• TRY IT: Nothing but the lines below between the line holding "foliage in this photo." and the line holding "structure in this photo.", inclusive, should appear in the answer, each set down exactly.

• Region pointing data:
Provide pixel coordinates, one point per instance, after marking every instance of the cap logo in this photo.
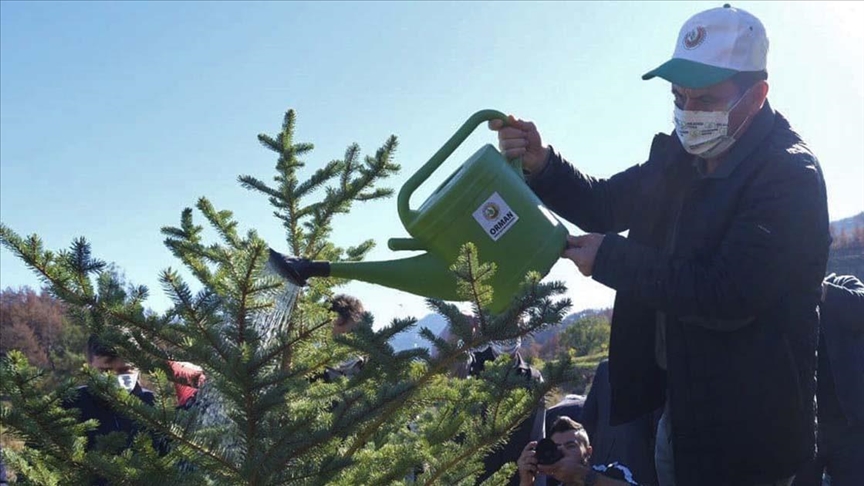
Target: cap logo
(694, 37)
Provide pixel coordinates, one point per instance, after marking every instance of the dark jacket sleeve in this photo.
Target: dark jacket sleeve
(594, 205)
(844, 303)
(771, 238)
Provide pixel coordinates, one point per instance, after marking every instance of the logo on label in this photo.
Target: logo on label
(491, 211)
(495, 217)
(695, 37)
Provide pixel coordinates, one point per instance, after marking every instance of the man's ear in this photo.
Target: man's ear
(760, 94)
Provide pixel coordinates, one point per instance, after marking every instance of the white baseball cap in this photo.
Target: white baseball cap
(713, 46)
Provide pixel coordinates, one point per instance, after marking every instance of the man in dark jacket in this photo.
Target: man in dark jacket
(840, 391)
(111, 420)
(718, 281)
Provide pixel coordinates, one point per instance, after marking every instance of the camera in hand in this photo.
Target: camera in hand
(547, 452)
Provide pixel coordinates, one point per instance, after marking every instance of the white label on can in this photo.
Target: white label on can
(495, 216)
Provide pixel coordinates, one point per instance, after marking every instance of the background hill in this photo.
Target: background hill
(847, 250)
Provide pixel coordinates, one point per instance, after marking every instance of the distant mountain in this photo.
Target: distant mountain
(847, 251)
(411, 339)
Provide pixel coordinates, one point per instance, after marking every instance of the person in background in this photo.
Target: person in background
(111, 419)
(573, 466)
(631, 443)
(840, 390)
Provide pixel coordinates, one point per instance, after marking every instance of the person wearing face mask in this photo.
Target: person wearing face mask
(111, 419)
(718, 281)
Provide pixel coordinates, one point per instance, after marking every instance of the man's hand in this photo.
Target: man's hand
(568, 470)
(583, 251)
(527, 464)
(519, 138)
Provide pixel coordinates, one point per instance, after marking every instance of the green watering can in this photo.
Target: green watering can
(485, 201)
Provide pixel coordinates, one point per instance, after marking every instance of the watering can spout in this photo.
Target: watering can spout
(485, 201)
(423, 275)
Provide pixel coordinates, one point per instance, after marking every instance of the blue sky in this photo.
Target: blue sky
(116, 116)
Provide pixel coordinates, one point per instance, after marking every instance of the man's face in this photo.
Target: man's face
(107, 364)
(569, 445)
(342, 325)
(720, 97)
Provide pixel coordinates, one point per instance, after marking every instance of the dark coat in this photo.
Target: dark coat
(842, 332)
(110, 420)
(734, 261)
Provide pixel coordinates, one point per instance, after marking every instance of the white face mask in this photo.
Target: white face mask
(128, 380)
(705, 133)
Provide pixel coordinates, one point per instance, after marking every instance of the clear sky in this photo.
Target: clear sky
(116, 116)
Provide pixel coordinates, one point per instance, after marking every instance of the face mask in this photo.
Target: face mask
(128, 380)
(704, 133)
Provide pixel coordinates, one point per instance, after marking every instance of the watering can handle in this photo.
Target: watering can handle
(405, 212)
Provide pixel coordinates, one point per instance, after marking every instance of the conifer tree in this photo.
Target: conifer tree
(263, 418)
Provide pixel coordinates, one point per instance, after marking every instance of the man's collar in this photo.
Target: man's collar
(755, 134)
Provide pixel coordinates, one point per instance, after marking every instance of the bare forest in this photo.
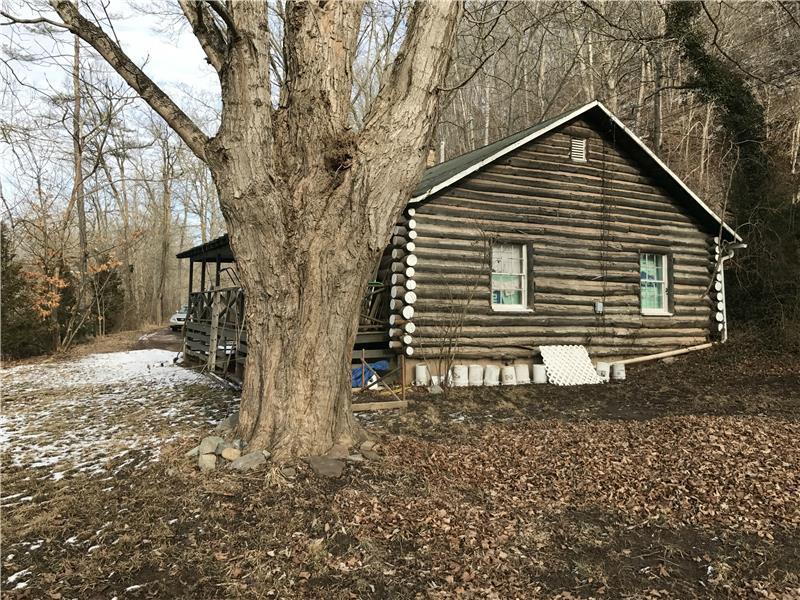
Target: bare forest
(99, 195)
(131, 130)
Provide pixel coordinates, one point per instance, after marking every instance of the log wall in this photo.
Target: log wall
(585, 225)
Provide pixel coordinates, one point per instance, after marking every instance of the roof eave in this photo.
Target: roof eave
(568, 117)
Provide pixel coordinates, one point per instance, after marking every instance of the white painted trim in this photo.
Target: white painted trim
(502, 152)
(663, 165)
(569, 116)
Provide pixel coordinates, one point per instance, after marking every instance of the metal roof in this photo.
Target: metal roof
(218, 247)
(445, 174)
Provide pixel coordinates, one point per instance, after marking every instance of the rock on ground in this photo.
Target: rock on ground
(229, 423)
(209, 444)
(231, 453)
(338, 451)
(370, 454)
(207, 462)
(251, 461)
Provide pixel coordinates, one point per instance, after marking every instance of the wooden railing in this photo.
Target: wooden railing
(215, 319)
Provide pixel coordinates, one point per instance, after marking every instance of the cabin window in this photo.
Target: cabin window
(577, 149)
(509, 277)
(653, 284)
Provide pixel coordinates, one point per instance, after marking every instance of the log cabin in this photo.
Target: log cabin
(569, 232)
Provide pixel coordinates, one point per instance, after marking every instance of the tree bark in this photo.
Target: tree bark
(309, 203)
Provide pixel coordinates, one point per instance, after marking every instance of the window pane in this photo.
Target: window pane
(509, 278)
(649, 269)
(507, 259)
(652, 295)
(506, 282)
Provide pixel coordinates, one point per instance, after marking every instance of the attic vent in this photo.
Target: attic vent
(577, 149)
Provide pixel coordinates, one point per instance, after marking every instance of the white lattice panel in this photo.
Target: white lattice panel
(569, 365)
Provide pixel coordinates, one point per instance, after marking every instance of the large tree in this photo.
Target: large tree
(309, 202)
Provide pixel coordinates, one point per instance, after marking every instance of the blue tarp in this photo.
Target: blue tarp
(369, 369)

--

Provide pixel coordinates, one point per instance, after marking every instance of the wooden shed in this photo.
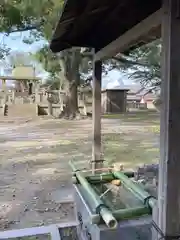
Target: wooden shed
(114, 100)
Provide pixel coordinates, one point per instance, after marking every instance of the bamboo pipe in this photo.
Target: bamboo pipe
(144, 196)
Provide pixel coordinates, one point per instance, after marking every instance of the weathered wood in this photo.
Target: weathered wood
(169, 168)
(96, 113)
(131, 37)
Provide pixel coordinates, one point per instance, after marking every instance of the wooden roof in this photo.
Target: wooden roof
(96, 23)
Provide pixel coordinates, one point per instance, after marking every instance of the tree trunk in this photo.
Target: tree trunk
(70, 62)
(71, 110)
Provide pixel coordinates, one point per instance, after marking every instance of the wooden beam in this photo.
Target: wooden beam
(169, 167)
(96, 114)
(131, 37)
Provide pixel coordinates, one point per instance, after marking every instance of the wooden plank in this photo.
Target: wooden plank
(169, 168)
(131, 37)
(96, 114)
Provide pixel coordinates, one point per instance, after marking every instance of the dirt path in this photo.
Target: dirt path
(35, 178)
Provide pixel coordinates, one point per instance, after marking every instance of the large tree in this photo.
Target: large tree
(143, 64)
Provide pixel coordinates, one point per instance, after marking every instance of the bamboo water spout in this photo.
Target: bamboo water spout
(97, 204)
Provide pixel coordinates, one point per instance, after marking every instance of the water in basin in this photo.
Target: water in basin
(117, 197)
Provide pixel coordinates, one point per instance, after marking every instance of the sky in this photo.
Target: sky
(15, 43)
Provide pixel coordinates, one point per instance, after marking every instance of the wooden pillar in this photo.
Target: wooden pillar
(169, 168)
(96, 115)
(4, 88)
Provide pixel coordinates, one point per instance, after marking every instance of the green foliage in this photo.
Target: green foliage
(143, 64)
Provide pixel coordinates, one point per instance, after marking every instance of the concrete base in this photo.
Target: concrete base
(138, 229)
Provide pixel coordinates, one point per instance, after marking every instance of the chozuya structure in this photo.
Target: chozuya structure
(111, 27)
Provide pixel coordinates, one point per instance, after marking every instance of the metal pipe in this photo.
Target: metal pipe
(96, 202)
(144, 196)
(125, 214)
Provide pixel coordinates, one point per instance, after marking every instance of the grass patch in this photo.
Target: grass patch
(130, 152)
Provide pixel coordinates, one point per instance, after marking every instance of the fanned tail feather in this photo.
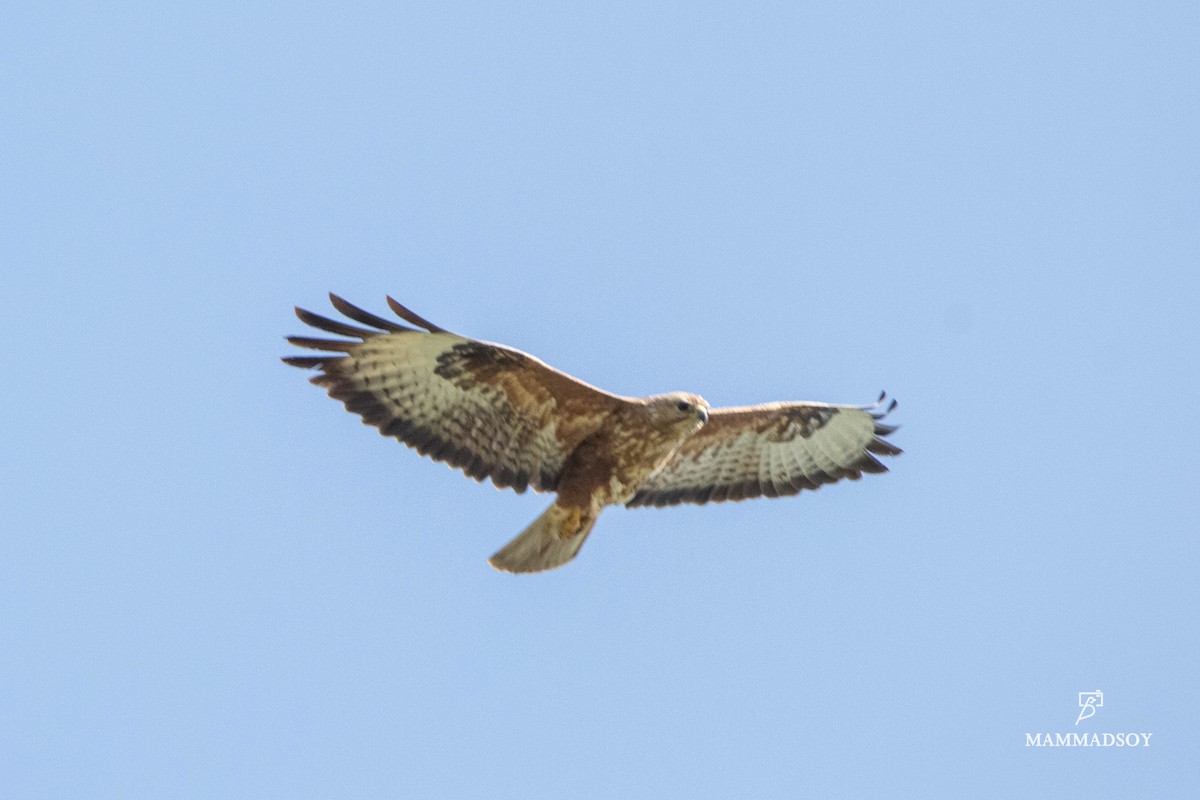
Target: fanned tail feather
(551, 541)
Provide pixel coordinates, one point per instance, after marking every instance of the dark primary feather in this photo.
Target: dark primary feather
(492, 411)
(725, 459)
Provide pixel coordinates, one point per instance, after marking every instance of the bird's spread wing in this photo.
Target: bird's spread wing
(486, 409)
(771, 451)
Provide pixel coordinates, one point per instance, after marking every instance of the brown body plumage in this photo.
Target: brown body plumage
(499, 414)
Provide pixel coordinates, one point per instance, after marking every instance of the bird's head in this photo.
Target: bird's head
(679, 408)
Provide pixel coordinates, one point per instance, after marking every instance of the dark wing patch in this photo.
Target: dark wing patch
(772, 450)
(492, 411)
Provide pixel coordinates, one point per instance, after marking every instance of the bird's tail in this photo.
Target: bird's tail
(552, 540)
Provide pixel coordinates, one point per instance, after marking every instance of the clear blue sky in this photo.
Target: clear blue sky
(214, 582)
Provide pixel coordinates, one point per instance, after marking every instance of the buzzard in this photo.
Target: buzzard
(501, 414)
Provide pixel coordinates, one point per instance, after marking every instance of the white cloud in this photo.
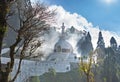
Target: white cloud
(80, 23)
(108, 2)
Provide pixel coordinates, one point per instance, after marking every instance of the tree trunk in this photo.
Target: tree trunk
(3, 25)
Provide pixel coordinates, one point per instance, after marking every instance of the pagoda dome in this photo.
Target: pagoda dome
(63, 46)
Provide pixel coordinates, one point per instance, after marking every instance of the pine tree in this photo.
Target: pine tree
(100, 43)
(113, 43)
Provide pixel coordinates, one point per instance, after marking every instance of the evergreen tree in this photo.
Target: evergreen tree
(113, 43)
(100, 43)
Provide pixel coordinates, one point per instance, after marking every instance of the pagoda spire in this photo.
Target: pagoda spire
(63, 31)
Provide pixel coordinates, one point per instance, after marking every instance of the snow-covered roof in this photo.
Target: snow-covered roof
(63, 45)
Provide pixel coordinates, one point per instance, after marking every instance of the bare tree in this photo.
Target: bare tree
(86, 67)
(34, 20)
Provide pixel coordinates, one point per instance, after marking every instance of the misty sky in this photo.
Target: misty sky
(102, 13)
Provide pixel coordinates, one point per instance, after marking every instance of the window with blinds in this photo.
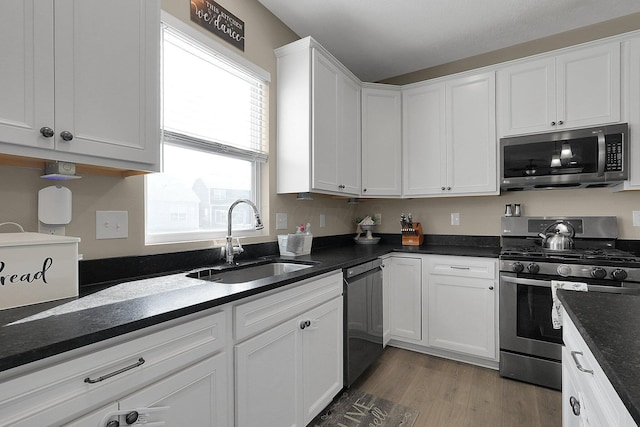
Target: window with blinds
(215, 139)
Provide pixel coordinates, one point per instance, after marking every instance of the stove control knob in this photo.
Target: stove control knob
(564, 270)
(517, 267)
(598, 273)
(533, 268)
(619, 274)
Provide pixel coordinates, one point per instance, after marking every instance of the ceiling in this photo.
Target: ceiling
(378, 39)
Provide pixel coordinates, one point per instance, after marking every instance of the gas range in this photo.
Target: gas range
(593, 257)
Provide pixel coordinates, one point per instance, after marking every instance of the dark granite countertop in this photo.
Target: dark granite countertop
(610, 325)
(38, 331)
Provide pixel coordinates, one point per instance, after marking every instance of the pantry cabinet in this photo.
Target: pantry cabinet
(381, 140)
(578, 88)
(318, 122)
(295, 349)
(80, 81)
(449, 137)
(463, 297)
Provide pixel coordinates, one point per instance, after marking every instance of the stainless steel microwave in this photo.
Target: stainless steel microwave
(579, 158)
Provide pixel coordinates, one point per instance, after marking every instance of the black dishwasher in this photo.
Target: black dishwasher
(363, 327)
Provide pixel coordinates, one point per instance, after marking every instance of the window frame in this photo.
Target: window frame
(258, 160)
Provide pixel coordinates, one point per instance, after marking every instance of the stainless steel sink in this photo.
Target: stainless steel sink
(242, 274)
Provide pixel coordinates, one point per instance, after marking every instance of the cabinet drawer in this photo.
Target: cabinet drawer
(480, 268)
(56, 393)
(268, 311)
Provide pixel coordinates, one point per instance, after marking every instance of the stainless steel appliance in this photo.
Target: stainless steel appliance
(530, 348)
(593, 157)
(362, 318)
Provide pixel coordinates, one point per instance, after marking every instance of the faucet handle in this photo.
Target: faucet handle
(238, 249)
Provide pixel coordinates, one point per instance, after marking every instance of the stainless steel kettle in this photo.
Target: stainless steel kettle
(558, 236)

* * *

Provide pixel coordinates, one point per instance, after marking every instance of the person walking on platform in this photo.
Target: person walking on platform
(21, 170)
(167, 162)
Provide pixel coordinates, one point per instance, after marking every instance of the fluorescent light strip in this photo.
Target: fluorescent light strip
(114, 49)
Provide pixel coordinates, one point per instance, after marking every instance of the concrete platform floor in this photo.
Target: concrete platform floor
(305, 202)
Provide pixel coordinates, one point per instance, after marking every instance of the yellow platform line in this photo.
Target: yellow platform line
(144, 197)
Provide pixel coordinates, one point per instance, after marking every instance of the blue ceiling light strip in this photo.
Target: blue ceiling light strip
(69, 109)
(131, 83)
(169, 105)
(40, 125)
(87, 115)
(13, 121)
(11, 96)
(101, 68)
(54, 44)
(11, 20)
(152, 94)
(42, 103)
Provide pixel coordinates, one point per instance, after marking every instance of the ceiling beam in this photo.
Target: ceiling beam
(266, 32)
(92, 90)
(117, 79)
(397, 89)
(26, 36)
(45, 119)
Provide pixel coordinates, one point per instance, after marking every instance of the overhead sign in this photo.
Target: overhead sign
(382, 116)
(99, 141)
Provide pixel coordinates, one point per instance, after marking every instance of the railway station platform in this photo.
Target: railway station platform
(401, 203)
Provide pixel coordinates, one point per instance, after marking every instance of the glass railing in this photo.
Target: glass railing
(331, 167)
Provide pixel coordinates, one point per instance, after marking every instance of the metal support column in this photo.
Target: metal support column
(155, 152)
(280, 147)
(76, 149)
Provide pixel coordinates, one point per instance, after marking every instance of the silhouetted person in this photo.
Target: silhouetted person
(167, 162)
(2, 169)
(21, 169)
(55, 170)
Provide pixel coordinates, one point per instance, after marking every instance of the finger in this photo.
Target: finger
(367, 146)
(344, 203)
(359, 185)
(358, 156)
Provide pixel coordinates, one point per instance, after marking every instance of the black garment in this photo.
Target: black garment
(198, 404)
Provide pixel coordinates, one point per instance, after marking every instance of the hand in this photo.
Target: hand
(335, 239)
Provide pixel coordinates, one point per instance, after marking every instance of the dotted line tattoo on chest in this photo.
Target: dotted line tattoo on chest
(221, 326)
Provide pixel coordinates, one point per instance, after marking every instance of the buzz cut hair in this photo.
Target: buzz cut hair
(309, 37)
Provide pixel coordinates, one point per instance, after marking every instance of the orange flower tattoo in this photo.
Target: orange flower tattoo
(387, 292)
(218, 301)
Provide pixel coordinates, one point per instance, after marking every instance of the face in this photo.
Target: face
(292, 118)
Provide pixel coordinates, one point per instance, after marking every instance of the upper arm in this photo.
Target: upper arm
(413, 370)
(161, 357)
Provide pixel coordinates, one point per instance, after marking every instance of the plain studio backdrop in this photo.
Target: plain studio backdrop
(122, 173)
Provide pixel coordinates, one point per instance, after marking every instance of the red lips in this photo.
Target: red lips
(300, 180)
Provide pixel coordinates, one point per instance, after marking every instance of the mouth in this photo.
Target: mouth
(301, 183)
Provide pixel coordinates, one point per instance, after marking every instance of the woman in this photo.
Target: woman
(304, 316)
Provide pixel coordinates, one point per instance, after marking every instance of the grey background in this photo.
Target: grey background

• TASK OUTPUT:
Provide pixel coordinates, one point per instance, after marking every instance of the green foliage in this photo.
Target: green foliage
(143, 64)
Provide pixel coordinates, one point per instance, after marking every instance of the concrete base in this photo.
Target: concrete base
(138, 229)
Provide pixel coordinates, one point per instance, after marking every instance of the chozuya structure in this photo.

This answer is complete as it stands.